- [TEXT SEGMENT]
>>>>>

My son and daughter in law are surely busy pondering all those things that new parents-to be ponder, among them what name to choose for their baby. With my daughter in law’s Asian heritage, an entire new world of possible names opens up to them. In Thailand, the custom is to give children easy to pronounce nicknames, since their given names are often long and complicated. For instance, my daughter in law’s nickname is Apple (yes, like Gwyneth Paltrow’s daughter), or even just Ple. She has a sister nicknamed Cherry, and a little niece who answers to Idea.

<<<<<

- [RECORDED INFORMATION]
>>>>>

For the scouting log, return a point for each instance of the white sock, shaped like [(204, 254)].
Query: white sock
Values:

<<<<<

- [REQUIREMENTS] Copy the passage on Thai nicknames word for word, starting at "My son and daughter" and ending at "answers to Idea.". The data isn't needed for any of this.

- [RESULT OF THIS TASK]
My son and daughter in law are surely busy pondering all those things that new parents-to be ponder, among them what name to choose for their baby. With my daughter in law’s Asian heritage, an entire new world of possible names opens up to them. In Thailand, the custom is to give children easy to pronounce nicknames, since their given names are often long and complicated. For instance, my daughter in law’s nickname is Apple (yes, like Gwyneth Paltrow’s daughter), or even just Ple. She has a sister nicknamed Cherry, and a little niece who answers to Idea.